Task statement:
Beginning at the line that contains "of the bare" and ending at the last line of the records below, retype each line exactly and add nothing.
Task material Block Start
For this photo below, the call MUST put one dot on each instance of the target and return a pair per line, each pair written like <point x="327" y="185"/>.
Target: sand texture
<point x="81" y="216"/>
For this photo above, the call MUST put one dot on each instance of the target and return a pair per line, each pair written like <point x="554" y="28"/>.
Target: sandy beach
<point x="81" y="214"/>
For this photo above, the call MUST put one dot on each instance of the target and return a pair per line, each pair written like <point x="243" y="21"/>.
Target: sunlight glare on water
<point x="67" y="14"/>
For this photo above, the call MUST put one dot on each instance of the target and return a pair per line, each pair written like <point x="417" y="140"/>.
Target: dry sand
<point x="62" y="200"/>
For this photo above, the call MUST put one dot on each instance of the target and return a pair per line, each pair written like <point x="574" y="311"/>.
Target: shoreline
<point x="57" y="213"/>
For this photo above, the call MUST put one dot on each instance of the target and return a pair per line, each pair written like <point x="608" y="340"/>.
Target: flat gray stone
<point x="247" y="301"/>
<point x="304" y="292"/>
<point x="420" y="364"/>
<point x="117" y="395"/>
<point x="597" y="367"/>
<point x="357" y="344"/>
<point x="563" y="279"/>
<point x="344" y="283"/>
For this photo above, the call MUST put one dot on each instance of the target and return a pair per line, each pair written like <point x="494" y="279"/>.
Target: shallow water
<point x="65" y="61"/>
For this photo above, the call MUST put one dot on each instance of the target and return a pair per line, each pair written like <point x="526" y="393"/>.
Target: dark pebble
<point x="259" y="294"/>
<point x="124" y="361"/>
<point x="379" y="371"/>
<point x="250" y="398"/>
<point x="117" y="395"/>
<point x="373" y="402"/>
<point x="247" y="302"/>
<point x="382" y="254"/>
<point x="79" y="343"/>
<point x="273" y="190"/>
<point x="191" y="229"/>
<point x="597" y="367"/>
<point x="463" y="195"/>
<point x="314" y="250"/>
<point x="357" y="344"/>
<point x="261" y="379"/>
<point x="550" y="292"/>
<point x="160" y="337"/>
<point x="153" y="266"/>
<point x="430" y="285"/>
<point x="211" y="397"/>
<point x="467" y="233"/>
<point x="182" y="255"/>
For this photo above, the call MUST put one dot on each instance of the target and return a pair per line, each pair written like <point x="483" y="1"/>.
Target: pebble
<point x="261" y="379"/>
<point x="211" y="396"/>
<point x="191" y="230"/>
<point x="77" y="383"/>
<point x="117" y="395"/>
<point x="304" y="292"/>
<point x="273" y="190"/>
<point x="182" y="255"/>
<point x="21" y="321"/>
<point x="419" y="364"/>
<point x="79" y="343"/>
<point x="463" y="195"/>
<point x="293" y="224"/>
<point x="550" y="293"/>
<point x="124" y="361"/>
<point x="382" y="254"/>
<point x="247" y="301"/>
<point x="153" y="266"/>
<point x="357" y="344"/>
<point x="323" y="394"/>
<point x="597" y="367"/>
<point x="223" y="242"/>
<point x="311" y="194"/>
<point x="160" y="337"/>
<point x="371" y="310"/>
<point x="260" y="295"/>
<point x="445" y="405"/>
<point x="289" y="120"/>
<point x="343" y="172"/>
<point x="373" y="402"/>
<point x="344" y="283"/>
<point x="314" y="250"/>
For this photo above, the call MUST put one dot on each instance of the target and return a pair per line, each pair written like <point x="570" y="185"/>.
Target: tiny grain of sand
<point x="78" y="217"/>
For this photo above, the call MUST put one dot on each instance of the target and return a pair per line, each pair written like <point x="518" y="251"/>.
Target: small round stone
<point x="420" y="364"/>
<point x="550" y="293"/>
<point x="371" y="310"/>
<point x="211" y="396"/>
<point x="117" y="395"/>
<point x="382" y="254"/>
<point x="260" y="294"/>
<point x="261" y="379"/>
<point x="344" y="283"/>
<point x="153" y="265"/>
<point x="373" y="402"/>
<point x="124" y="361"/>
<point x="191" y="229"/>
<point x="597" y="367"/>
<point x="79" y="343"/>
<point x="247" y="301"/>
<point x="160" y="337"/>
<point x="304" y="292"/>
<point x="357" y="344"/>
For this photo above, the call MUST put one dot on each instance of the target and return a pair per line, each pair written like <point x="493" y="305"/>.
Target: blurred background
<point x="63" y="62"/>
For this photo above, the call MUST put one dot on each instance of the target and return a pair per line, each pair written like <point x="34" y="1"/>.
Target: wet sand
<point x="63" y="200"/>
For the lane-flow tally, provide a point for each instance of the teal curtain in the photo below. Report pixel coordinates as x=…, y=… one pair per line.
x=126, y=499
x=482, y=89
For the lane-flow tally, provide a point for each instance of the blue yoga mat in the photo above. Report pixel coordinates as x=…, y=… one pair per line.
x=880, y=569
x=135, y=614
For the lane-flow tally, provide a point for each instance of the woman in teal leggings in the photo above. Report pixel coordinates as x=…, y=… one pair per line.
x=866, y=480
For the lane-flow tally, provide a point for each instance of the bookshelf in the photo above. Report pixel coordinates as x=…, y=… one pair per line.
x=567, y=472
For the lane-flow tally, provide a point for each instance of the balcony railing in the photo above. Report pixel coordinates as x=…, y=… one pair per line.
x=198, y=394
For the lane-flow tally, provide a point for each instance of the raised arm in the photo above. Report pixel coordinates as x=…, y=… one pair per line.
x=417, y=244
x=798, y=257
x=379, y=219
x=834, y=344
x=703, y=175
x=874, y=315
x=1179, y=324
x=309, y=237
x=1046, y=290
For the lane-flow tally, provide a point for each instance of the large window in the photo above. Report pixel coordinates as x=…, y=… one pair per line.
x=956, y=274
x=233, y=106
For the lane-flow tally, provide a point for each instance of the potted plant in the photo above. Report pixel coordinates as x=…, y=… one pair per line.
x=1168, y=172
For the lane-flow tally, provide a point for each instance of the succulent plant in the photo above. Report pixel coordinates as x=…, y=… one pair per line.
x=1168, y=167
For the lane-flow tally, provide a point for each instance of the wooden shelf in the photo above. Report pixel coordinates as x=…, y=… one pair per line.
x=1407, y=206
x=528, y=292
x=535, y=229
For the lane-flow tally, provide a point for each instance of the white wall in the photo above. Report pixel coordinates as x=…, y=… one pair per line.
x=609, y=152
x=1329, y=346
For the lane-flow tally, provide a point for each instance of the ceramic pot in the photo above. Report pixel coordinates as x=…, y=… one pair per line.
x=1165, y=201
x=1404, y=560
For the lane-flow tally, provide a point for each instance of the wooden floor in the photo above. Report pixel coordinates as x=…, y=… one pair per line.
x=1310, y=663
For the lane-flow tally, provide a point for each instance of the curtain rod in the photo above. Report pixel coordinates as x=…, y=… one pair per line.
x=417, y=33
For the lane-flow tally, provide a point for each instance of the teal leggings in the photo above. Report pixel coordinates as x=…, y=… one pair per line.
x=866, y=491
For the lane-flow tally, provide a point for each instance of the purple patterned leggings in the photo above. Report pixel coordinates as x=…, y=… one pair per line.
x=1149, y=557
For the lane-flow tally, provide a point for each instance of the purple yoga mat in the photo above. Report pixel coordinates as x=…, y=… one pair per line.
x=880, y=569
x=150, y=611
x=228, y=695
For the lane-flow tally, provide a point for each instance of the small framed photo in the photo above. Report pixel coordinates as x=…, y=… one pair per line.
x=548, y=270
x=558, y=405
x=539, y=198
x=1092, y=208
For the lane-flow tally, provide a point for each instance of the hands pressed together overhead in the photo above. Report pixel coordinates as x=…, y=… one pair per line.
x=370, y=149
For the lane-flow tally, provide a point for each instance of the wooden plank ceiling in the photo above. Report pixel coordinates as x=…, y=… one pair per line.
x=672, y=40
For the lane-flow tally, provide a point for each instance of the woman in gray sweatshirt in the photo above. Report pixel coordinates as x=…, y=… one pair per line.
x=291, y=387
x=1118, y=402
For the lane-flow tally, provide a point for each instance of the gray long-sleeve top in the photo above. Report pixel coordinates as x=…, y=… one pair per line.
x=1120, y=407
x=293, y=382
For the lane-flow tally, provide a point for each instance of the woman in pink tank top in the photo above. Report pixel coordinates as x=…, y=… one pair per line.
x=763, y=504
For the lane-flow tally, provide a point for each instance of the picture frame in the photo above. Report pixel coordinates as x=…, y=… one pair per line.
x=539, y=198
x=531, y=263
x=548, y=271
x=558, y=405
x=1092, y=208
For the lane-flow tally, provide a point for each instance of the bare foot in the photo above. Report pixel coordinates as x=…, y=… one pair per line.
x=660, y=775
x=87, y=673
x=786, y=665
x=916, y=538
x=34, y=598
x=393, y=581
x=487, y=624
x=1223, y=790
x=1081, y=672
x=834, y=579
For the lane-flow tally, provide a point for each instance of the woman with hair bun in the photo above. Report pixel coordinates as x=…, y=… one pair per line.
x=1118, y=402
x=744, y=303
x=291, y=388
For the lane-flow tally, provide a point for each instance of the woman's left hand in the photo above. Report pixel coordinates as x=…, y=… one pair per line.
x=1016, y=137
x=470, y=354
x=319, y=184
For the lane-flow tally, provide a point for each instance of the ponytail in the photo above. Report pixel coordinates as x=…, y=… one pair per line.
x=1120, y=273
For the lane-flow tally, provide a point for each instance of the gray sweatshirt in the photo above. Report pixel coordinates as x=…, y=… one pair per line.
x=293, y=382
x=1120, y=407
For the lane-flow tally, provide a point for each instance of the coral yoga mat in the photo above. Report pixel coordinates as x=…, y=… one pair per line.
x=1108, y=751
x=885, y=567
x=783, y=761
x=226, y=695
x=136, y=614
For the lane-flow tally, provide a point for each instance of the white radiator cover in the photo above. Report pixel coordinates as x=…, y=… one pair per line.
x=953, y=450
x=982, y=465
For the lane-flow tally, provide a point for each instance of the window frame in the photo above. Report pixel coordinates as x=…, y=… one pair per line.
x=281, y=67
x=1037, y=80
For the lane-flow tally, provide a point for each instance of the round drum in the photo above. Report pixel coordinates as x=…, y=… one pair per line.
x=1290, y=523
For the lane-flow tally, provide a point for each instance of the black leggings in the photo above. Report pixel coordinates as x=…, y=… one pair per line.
Task material Block End
Task answer:
For the lane-flow tally, provide a point for each instance of the bare foot in the photo above. Report pixel coordinates as x=…, y=… one pair per line.
x=660, y=775
x=87, y=673
x=786, y=665
x=916, y=538
x=34, y=598
x=393, y=581
x=487, y=624
x=1223, y=790
x=1081, y=672
x=834, y=579
For the lane-flow tally, provide a point for each instance of the woman with hair bun in the photo above. Report pixel coordinates as x=…, y=… one pair per line.
x=1118, y=402
x=744, y=303
x=291, y=388
For the lane-flow tally, provide a point for each instance of the woman's left hand in the photo above. Report pixel coordinates as x=…, y=… one pair per line.
x=1016, y=137
x=470, y=354
x=319, y=184
For the lane-flow tally, provide a point for each instance of the ponytail in the photo above. Report pixel coordinates as x=…, y=… one pair per line.
x=1120, y=273
For the lane-flow tally, provide a point for each instance of the gray sweatshirt in the photo above. Report pixel coordinates as x=…, y=… one pair per line.
x=293, y=382
x=1120, y=407
For the lane-flow tally, provide a point for each instance of the coral yoga mat in the photo above. Report pixel coordinates as x=…, y=… one pair per line.
x=1108, y=751
x=885, y=567
x=783, y=761
x=226, y=695
x=136, y=614
For the lane-flow tally, provide a point for each instance of the white radiator cover in the photo above. Report pixel coordinates as x=…, y=… one pair per line.
x=953, y=450
x=982, y=465
For the lane-flow tally, provide a point for each instance of the window frame in the photo above. Report pixel coordinates as x=…, y=… one pair per line.
x=281, y=67
x=1037, y=80
For the lane-flow tally, provide a point for each instance of the round drum in the photo above. Report pixel coordinates as x=…, y=… one pair per line.
x=1290, y=523
For the lane-flow tally, provide a point for each instance of the black leggings in the photo above. Report pixel coordinates as x=…, y=… one pair per line.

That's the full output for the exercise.